- **REQUIREMENT**: Arrange the lines of the records, starting with the line containing "Q: What bounding box encloses the snow-covered slope?" and going on through the line containing "[264,188,469,356]", as a numbered list with blank lines omitted. Leave the pictures out of the list.

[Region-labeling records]

==========

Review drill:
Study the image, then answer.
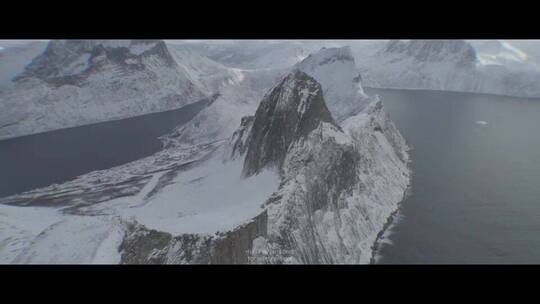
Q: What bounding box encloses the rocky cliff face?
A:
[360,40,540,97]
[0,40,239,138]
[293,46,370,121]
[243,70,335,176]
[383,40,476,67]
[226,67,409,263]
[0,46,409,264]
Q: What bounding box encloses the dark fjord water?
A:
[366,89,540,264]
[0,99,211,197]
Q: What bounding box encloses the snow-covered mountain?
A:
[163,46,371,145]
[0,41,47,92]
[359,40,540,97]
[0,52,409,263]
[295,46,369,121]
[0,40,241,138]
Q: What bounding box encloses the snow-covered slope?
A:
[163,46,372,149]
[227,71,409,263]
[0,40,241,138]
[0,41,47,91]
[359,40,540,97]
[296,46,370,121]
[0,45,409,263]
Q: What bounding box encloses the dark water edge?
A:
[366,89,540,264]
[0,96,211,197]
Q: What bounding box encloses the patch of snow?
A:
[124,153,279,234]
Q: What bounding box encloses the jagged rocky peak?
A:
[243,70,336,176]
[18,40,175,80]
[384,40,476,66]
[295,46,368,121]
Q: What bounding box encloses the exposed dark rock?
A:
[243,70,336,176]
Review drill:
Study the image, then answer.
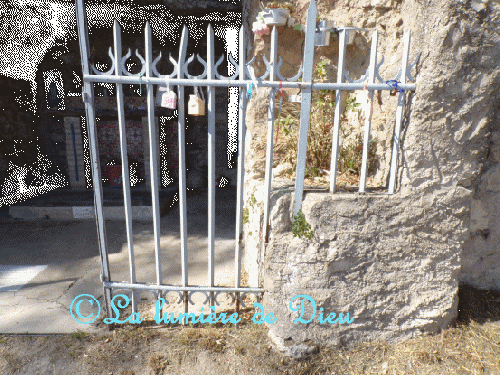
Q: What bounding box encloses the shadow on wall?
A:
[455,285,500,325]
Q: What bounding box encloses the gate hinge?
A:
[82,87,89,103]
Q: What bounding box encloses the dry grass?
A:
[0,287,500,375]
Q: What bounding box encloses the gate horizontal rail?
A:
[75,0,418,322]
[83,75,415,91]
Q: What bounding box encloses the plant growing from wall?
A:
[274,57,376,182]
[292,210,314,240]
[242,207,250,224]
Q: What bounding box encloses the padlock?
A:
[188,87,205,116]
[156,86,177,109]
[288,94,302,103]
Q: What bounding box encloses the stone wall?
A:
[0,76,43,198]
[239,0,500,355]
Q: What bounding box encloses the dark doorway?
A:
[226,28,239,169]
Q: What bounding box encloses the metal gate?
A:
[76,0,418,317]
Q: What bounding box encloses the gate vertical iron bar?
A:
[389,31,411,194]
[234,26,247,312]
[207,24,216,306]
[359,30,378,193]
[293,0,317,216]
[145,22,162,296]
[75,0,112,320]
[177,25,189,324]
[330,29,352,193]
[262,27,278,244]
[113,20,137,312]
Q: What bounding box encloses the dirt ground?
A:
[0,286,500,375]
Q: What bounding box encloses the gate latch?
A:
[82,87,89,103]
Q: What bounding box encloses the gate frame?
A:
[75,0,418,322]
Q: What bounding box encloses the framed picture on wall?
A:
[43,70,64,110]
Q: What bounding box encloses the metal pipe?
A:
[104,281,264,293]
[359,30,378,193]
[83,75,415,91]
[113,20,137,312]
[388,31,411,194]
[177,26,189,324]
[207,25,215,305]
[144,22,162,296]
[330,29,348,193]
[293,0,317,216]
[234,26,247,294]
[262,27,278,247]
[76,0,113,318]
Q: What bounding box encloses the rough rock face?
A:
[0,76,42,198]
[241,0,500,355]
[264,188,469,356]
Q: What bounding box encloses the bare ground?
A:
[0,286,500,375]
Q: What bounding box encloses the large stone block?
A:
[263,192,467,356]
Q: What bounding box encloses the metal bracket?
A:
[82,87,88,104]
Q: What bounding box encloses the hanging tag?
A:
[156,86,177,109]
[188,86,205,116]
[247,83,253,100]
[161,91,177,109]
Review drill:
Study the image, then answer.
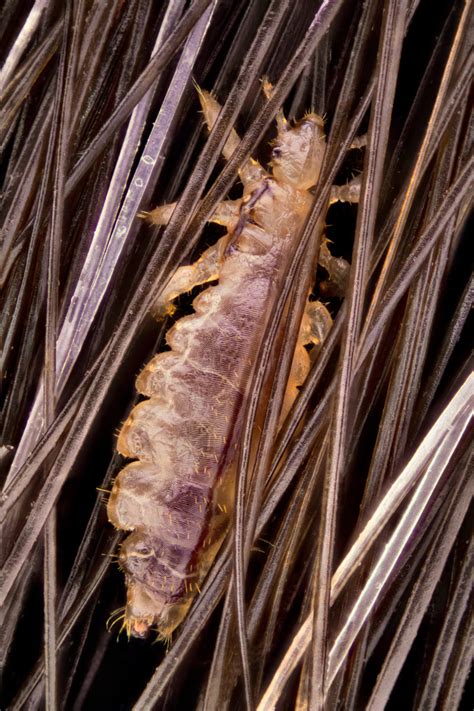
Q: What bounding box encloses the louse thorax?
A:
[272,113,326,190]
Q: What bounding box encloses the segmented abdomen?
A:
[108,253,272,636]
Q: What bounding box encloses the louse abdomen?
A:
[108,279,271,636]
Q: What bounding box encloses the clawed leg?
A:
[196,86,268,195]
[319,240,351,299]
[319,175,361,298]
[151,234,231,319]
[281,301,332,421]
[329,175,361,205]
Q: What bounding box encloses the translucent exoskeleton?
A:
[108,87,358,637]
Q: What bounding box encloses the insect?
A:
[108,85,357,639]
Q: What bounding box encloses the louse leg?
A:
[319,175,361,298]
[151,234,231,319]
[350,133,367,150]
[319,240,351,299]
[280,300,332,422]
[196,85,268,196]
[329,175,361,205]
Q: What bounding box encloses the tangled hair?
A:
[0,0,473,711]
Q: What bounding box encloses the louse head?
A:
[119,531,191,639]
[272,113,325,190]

==========

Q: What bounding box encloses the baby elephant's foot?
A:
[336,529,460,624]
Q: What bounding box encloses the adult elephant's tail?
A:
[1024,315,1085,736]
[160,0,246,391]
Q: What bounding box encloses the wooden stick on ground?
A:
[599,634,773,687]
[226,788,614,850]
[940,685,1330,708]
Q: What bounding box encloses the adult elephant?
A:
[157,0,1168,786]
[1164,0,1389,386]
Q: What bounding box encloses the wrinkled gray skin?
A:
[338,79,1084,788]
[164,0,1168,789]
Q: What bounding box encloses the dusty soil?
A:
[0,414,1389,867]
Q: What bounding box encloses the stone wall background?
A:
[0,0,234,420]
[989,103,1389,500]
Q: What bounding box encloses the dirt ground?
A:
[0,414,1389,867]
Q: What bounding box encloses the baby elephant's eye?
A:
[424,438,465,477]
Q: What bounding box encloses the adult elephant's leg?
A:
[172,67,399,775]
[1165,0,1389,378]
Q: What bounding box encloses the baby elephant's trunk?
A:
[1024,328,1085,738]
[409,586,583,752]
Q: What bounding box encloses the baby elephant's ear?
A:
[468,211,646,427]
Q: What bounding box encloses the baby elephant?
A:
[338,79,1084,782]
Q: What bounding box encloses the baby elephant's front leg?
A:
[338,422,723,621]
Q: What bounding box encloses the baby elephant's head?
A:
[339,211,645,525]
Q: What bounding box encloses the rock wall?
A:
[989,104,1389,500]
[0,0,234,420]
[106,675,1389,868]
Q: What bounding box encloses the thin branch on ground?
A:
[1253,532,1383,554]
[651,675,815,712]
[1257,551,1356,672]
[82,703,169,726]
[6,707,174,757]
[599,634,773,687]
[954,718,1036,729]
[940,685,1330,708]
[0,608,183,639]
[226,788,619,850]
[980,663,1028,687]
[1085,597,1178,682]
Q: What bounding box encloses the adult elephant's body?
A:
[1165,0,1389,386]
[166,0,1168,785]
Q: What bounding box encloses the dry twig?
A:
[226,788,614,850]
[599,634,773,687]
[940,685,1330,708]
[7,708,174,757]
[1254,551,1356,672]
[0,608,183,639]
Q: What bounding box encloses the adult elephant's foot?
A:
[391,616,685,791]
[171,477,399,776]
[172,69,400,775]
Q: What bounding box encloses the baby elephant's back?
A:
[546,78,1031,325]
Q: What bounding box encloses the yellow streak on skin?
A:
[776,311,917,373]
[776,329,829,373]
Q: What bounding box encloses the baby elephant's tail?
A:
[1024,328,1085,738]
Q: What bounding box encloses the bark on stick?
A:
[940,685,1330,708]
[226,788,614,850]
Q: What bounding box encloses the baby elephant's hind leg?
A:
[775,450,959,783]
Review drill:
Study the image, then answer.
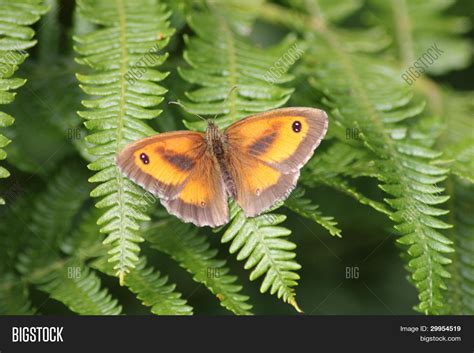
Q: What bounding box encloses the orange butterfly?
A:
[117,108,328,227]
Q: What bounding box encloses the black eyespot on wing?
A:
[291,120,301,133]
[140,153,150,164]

==========

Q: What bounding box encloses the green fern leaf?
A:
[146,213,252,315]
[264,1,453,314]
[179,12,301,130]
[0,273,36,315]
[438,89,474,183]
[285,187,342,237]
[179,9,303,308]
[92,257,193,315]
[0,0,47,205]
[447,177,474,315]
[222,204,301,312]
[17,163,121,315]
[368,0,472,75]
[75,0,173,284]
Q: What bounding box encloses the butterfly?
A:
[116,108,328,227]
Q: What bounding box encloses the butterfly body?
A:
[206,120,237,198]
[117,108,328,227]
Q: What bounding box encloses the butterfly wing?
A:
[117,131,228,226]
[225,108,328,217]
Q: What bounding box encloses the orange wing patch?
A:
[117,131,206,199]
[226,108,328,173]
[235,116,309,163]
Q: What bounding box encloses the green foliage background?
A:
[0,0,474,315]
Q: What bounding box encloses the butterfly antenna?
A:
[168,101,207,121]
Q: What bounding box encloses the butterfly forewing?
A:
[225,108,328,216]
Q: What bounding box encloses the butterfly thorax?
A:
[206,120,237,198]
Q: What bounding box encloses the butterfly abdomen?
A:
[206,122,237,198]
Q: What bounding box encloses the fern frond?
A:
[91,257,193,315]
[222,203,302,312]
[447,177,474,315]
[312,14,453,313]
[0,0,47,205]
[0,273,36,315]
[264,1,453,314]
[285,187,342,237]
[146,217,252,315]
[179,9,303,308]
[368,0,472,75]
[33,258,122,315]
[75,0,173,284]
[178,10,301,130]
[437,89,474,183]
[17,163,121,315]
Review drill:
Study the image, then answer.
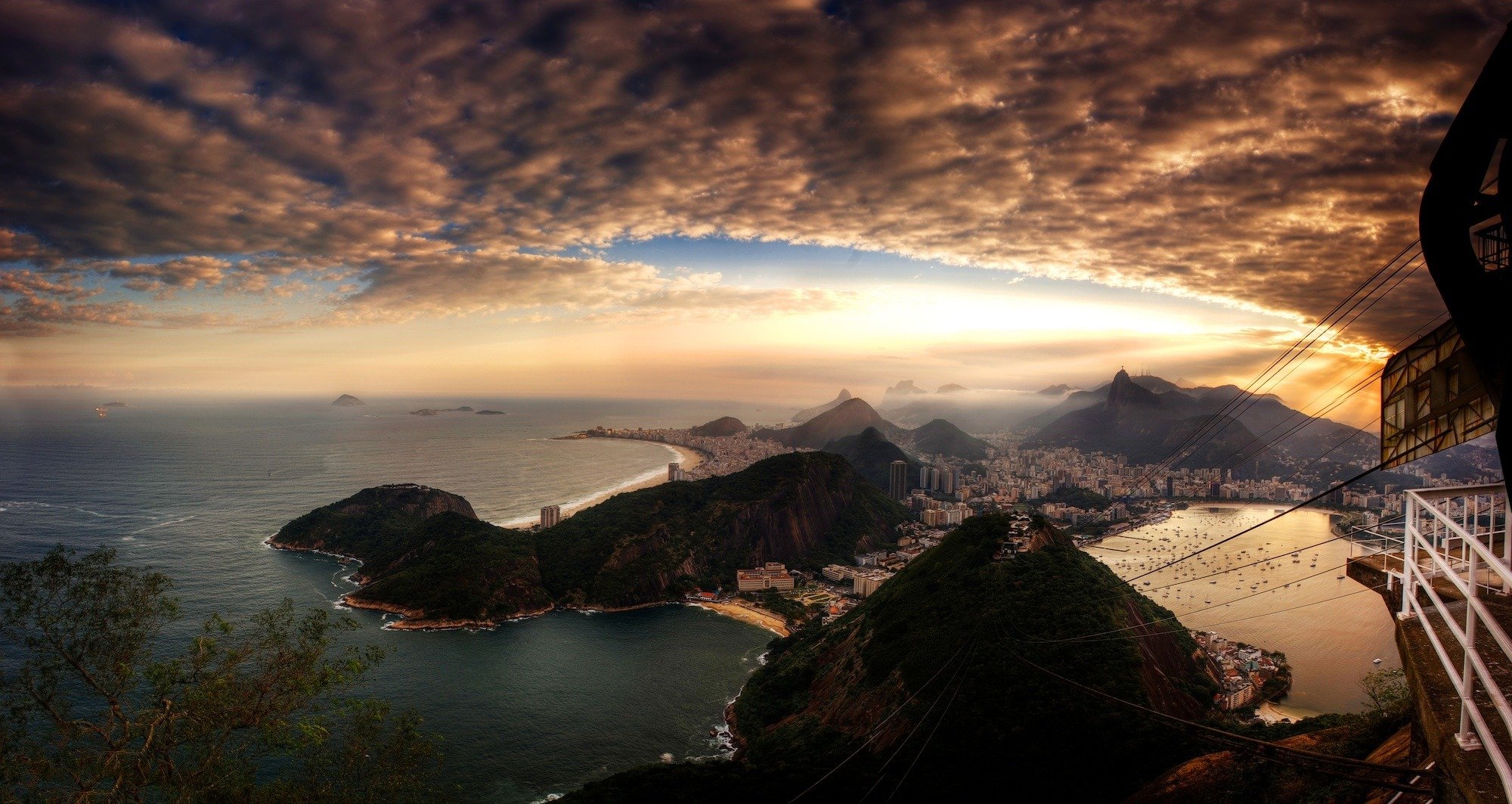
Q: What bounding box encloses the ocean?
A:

==========

- **TASK RESULT**:
1. Q: What bounding box encloses the snow-covered slope?
2. A:
3. [163,46,372,149]
4. [227,71,409,263]
5. [0,40,241,138]
6. [0,41,47,91]
7. [359,40,540,97]
8. [296,46,370,121]
9. [0,45,409,263]
10. Q: What bounding box encloses the dark water edge?
11. A:
12. [366,89,540,264]
13. [0,96,211,197]
14. Q: What bounding box encloses the patch of snow?
15. A:
16. [124,153,279,234]
17. Q: What bounding box encloses the jagged rocky peak?
18. A:
19. [243,70,336,176]
20. [18,40,175,80]
21. [384,40,476,66]
22. [295,46,368,121]
23. Q: What bounding box encloses the exposed dark rock?
24. A:
25. [243,70,336,176]
26. Review drill:
27. Study the image, then answer.
28. Q: What bounding box encloses the shadow on wall?
29. A:
30. [455,285,500,325]
31. Q: What bounding box encloses the gate hinge?
32. A:
33. [82,87,89,103]
34. Q: What bounding box encloses the dry grass?
35. A:
36. [0,287,500,375]
37. Q: What bounding box encloses the gate horizontal rail?
38. A:
39. [75,0,418,322]
40. [83,75,415,91]
41. Q: What bounding box encloses the plant growing from wall?
42. A:
43. [274,57,376,182]
44. [292,210,314,240]
45. [242,207,250,224]
46. Q: What bounding box encloses the padlock?
47. A:
48. [188,87,205,116]
49. [156,86,177,109]
50. [288,94,302,103]
51. Q: What bounding box encloses the stone wall?
52. A:
53. [0,76,43,198]
54. [239,0,500,355]
55. Q: What bounding box encloses the dark doorway?
56. A:
57. [226,28,239,169]
58. Q: What bounding box encloses the metal gate?
59. A:
60. [76,0,418,317]
61. Q: What bounding box encloses the gate vertical iron bar?
62. A:
63. [389,31,411,194]
64. [234,26,247,312]
65. [207,24,216,306]
66. [359,30,378,193]
67. [293,0,317,216]
68. [145,22,162,296]
69. [75,0,112,320]
70. [177,25,189,324]
71. [330,29,352,193]
72. [262,27,278,244]
73. [113,20,137,312]
74. Q: What bounding box encloses the dirt ground?
75. A:
76. [0,286,500,375]
77. Q: What bounding box encloses the gate latch?
78. A:
79. [82,87,89,103]
80. Q: What bounding box encloses the gate frame?
81. A:
82. [75,0,418,322]
83. Q: What bounding box encloses the framed picture on wall?
84. A:
85. [43,70,64,110]
86. Q: What bounding box encloses the metal pipe?
87. A:
88. [104,281,264,293]
89. [359,30,378,193]
90. [83,75,415,91]
91. [113,20,137,312]
92. [388,31,411,194]
93. [177,26,189,324]
94. [207,25,215,305]
95. [144,22,162,296]
96. [330,29,348,193]
97. [293,0,317,216]
98. [234,26,247,294]
99. [262,27,278,247]
100. [76,0,113,318]
101. Q: What bounding box encloses the rough rock face?
102. A:
103. [0,76,42,198]
104. [241,0,500,355]
105. [264,188,469,356]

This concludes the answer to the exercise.